*REQUIRED WORK*:
Please reproduce word for word everything in the records below, from the line containing "Each instance of the sandy" down to the end of the records.

[start ENTRIES PROVIDED]

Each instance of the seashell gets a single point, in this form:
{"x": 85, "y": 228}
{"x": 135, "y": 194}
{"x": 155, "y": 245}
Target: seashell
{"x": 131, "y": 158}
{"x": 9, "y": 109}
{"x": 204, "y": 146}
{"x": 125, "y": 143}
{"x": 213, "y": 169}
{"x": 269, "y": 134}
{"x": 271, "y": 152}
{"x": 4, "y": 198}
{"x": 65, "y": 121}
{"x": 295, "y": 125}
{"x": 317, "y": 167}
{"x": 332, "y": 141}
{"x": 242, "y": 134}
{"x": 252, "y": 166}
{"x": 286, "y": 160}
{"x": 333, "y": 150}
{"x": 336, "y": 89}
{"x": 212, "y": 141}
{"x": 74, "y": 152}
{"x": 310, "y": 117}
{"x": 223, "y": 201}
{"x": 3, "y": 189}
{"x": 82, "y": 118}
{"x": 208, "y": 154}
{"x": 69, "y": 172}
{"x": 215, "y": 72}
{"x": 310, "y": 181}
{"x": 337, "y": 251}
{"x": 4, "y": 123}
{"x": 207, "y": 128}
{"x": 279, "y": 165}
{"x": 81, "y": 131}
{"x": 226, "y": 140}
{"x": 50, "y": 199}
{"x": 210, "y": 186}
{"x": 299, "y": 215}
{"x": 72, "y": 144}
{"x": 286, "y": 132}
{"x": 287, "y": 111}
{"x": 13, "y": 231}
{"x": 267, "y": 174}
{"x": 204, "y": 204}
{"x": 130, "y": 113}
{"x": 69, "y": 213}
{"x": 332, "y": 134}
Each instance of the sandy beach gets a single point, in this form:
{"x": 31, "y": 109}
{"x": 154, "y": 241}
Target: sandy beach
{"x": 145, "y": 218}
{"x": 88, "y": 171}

[end ENTRIES PROVIDED]

*TASK OUTPUT*:
Each instance of the sandy beach gets a single point, in this form:
{"x": 31, "y": 109}
{"x": 154, "y": 241}
Target: sandy beach
{"x": 145, "y": 218}
{"x": 88, "y": 171}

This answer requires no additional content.